TEXT start

Solving the Stateful Service Problem in Container Orchestration


As we venture further and further into to the beautiful world of containers that all are completely stateless and autoscale as required and share the underlying compute resources we have yet to solve the problem of deploying stateful apps into our container orchestration stacks.

This blog article will give you an introduction to the problem set and describe a few solutions for systems such as kubernetes, fleet and swarm.

If you are new to container orchestration the below links will give you a good introduction. The text that follows assume a basic understanding of containers and container orchestration. The links below will give you good introduction.

Problem definition

Containers in combination with a cluster manager such as kubernetes, swarm or fleet are a wonderful stack solve a lot of deployment & development problems. The 12 factor pattern for building services. This is all oriented towards solving the cattle problem and not the pet problem, see pets vs cattle for an explanation of pets & cattle terminology.

For services that are the backing servicesin the 12 factor pattern, such as mysql, zookeeper or kafka there is no clear solution if you want to host them your self and not use a hosted services provided by GCE, AWS or 3rdparty such as At Traintracks we deploy
inside the customers system and thus need to adapt to whatever they have available and our internally developed database requires a low latency datastore such as directly attached SSDs or proprietary solutions such as EBS or GCE PD.

To take elasticsearch as an example, unless we can separate the lifecycle of the volume from the lifecycle of a container it's impossible to perform many traditional operatios such as configuration changes, software upgrades without a rolling upgrade where we wait for each new container to resync completely after restart. If not separated the containers termination will mean the termination of all associated resources usch as data.

TEXT end

STATED TASK 1 ▸
Copy the part of the article on stateful services in container orchestration from "If you are new" to "pets & cattle terminology.".
STATED TASK 2 ▸
Which three cluster managers does the article on stateful services in container orchestration name alongside containers?

ENTRIES SUPPLIED start

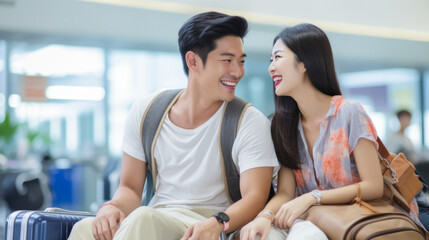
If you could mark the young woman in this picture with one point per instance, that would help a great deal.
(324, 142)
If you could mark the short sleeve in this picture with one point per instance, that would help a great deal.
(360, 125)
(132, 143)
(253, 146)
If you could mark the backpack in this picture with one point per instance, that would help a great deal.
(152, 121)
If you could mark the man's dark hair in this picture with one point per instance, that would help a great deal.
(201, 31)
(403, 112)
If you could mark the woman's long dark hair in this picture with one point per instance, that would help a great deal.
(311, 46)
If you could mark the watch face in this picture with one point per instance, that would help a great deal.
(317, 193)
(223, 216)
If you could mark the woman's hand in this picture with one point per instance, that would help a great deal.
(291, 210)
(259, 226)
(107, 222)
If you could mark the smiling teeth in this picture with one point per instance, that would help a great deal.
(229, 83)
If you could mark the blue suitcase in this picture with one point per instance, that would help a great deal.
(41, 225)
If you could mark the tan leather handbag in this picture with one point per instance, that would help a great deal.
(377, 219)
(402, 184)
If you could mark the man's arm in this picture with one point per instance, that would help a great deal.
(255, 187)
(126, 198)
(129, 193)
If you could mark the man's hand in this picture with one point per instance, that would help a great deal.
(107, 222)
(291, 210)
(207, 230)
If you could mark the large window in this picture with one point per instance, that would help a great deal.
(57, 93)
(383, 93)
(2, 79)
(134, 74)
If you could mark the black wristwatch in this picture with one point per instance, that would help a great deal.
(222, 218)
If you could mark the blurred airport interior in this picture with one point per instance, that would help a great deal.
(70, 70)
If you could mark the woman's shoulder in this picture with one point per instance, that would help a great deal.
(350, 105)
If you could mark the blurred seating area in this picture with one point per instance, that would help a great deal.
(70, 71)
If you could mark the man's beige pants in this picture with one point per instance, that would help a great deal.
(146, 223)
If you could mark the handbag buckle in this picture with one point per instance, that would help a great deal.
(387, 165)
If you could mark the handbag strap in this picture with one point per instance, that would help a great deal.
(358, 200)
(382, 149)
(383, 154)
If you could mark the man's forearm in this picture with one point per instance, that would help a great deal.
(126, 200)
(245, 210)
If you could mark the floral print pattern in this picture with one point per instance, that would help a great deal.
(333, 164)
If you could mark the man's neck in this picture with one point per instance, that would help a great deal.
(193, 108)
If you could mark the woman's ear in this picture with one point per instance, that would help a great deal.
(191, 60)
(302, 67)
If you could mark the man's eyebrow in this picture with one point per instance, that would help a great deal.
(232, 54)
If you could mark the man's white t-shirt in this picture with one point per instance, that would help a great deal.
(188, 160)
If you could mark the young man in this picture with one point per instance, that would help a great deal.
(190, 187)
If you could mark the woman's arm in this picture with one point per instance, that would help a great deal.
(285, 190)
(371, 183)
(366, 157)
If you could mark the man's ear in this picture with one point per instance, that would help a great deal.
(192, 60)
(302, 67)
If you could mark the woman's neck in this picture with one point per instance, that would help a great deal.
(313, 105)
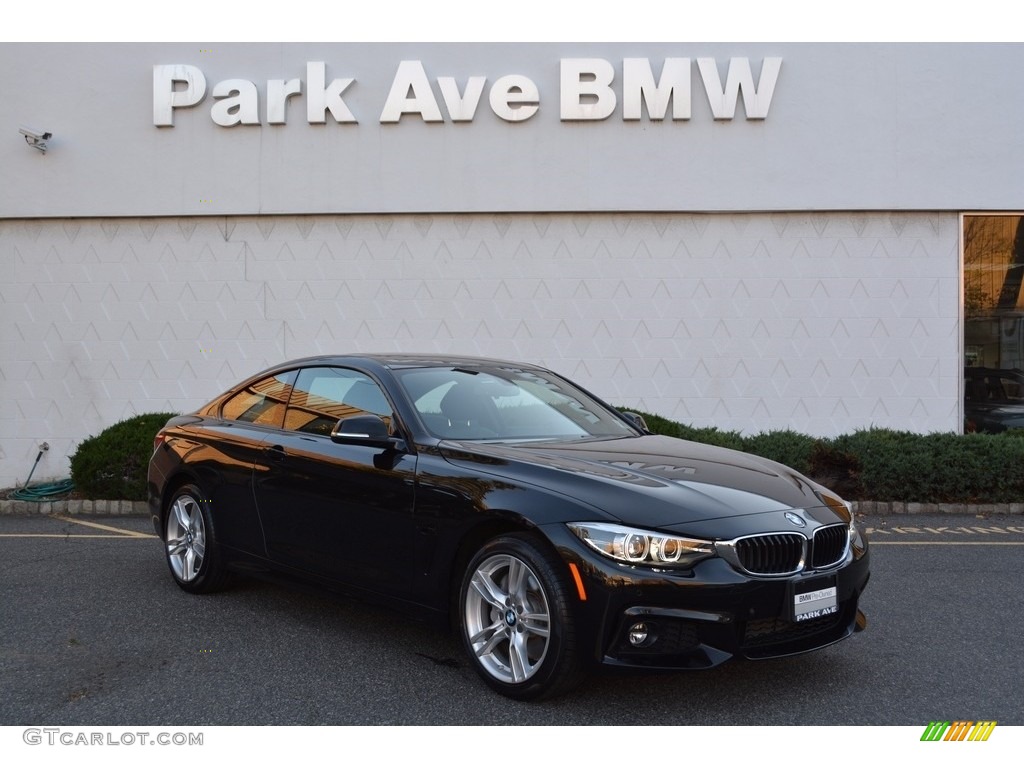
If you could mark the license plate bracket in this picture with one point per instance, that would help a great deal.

ENTRIES SUPPLIED end
ENTRIES SUPPLIED start

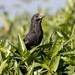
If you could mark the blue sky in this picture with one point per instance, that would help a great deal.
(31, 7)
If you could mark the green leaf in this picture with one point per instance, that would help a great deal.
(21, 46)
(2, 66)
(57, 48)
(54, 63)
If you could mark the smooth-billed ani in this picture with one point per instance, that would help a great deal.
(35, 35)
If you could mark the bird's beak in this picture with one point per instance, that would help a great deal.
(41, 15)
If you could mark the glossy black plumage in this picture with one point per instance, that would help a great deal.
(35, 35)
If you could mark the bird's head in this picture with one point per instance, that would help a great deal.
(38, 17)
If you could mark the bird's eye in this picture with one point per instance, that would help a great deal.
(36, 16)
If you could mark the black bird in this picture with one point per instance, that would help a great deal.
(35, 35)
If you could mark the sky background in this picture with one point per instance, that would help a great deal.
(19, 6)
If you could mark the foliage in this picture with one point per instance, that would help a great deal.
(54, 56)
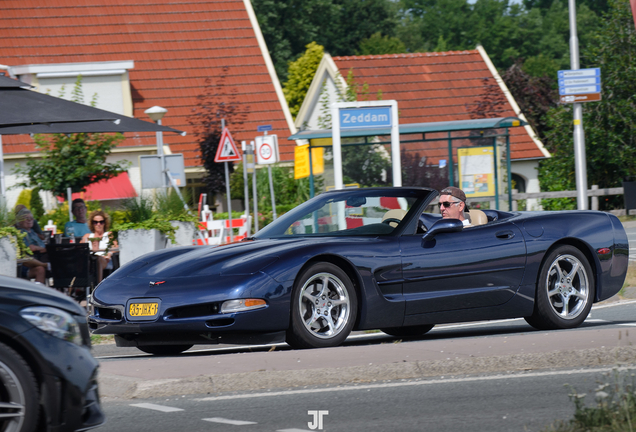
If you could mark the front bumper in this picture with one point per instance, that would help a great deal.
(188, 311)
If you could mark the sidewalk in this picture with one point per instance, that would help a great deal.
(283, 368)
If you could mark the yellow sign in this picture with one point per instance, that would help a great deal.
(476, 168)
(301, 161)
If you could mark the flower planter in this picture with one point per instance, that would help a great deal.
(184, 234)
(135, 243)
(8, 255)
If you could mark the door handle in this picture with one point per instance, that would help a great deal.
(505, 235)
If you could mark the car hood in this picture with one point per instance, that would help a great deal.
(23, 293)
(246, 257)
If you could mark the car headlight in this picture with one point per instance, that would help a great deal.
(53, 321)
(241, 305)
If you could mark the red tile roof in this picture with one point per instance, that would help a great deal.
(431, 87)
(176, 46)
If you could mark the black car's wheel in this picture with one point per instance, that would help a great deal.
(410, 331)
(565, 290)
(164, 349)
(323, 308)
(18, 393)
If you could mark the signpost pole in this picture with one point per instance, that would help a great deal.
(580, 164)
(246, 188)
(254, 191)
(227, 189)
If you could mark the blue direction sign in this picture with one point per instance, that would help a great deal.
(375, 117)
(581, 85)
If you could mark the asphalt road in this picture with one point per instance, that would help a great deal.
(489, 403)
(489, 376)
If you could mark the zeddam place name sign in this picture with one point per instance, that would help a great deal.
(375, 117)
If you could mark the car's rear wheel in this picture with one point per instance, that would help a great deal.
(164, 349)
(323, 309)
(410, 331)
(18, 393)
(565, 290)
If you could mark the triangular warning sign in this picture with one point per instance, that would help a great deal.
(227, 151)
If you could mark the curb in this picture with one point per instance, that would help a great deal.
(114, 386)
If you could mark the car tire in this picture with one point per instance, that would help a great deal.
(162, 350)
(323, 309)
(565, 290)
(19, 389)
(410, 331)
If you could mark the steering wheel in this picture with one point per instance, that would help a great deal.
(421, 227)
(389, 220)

ENTRIES SUPPLIED end

COMPLETE OUTPUT 1 ▸
If you are new to container orchestration the below links will give you a good introduction. The text that follows assume a basic understanding of containers and container orchestration. The links below will give you good introduction.

Problem definition

Containers in combination with a cluster manager such as kubernetes, swarm or fleet are a wonderful stack solve a lot of deployment & development problems. The 12 factor pattern for building services. This is all oriented towards solving the cattle problem and not the pet problem, see pets vs cattle for an explanation of pets & cattle terminology.

COMPLETE OUTPUT 2 ▸
kubernetes, swarm and fleet